**Text**
Why inflation will not fall off a bottomless cliff

"My model can identify the edge of a bottomless ZLB cliff. To the north of the edge of that cliff, there can be an equilibrium rate of inflation. To the south of the edge of that cliff, there cannot be an equilibrium rate of inflation, because the cliff is bottomless. Therefore inflation will not go south of that edge. We will never observe a truck going south over the edge of a bottomless cliff, because that can't be an equilibrium, since it is bottomless."

That's not good enough, but it's the best I can do. That is my reaction on reading Steve Williamson's post.

I have no (obvious major) problems with Steve's formal model. It is in Steve's interpretation of that formal model where I have a very big problem. If Steve had said 'This model shows that the central bank should not target a rate of inflation south of XYZ, because if it did so the inflation rate would fall over the edge of a bottomless cliff' I would be OK with it. But instead Steve is saying 'This model shows why inflation will not in fact go south of XYZ, because there is no equilibrium inflation rate over the edge of a bottomless cliff'.

**Work to be completed**
Copy the passage on inflation above from "That's not good" to "a bottomless cliff'.", word for word.

**Rows**
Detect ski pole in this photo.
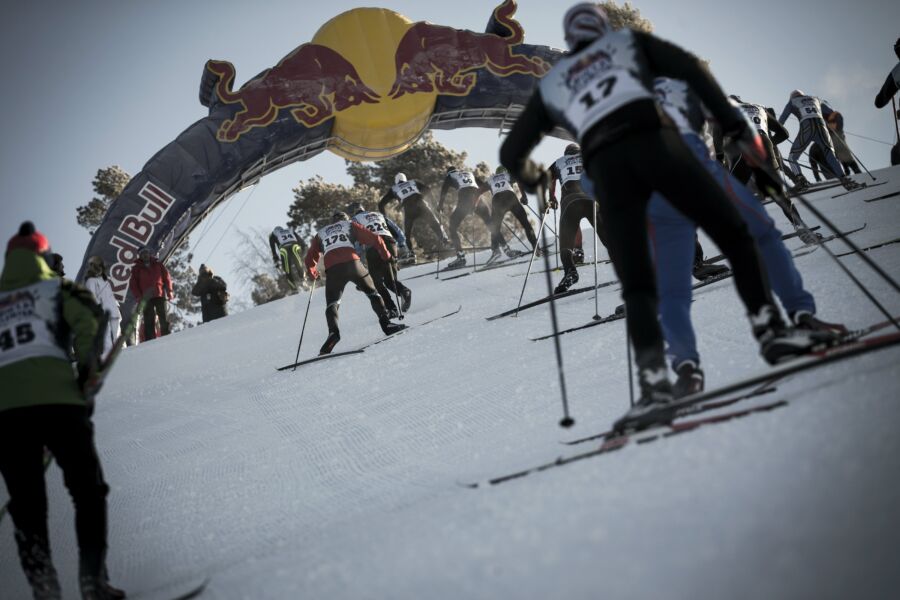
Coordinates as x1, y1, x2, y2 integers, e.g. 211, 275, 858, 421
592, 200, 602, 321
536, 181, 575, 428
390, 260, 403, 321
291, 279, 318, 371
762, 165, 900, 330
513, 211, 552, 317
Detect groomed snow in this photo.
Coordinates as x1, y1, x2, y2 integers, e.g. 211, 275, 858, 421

**Result for this exercise**
That's not good enough, but it's the best I can do. That is my reaction on reading Steve Williamson's post.

I have no (obvious major) problems with Steve's formal model. It is in Steve's interpretation of that formal model where I have a very big problem. If Steve had said 'This model shows that the central bank should not target a rate of inflation south of XYZ, because if it did so the inflation rate would fall over the edge of a bottomless cliff' I would be OK with it. But instead Steve is saying 'This model shows why inflation will not in fact go south of XYZ, because there is no equilibrium inflation rate over the edge of a bottomless cliff'.